Teks Hasil Ekstraksi -
____________________

Posisi Industri Makanan Halal RI di Bawahi Malaysia, Perlu Pacu Ekspor

ANTARA FOTO/Raisan Al Farisi/hp.
Pengusaha busana wanita beralih usaha menjadi pelaku UMKM makanan olahan akibat pandemi COVID-19 di Bandung, Jawa Barat, Senin (8/6). Pelaku usaha ungkap tantangan pasar makanan halal dunia.
Penulis: Ekarina
7/12/2020, 21.17 WIB

Indonesia negara berpenduduk muslim terbesar dunia. Meski demikian, peringkat industri makanan minuman Indonesia di pasar dunia masih kalah dari negara tetangga lain di ASEAN, yakni Malaysia dan Singapura.

Menurut Peringkat Indikator Ekonomi Islam Indonesia (Global Islamic Economy Indicator/GIEI) 2020, industri makanan minuman halal Indonesia berada di urutan ke empat, di bawah Malaysia di peringkat pertama, Singapura kedua dan Uni Emirat Arab (UAE) di peringkat ketiga.

Ketua Gabungan Pengusaha Makanan dan Minuman Indonesia (Gapmmi), Adhi S.Lukman mengatakan, kalahnya peringkat Indonesia tak lain karena faktor pencatatan data.

____________________

Data yang Disediakan -
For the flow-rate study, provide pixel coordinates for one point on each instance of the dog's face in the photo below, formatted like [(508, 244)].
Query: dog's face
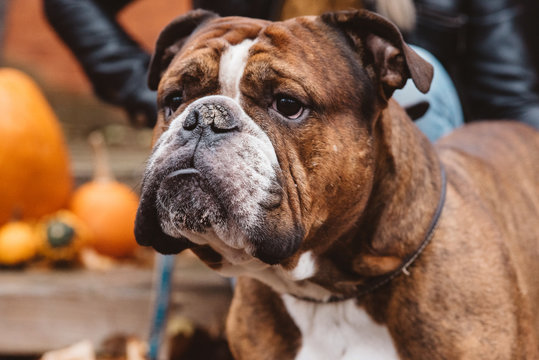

____________________

Tugas Anda -
- 1) Menurut artikel tentang industri makanan halal, di urutan ke berapa industri makanan minuman halal Indonesia berada dalam GIEI 2020?
- 2) Kutip tanpa perubahan bagian artikel tentang industri makanan halal mulai dari "ANTARA FOTO/Raisan Al" sampai "makanan halal dunia.".
- 3) Lanjutkan artikel tentang industri makanan halal Indonesia setelah kalimat terakhirnya.
Data tersebut sama sekali tidak dipakai di sini.

Soal Terjawab -
- 1) Urutan keempat.

- 2)
ANTARA FOTO/Raisan Al Farisi/hp.
Pengusaha busana wanita beralih usaha menjadi pelaku UMKM makanan olahan akibat pandemi COVID-19 di Bandung, Jawa Barat, Senin (8/6). Pelaku usaha ungkap tantangan pasar makanan halal dunia.

- 3)
"Kita baru masuk halal food pada 2020, tapi langsung masuk di 4 besar karena perbaikan manajemen dan pencatatan. Indonesa belum masuk exporting country, sehingga perlu melakukan perbaikan," katanya dalam diskusi virtual yang diselenggarakan MarkPlus Inc, Senin (7/12).

Selain itu, Malaysia menurutnya sangat gencar melakukan branding, mencatat  produk makanan minuman yang diekspor dengan label halal. Sehingga membuat volumenya besar.

Ke depan, jika masalah pendataan ini diperbaiki atau disinkronisasi, kontribusi Indonesia akan lebih tinggi. Namun tak sekedar data, dia juga berharap ada peningkatan ekspor produk makanan minuman Indonesia lantaran potensi pasarnya besar.

Pertumbuhan halal market bakal terus terjadi seiring meningkatnya populasi, produk domestik bruto (GDP), hubungan keagamaan, konektivitas digital hingga ethical consumerism.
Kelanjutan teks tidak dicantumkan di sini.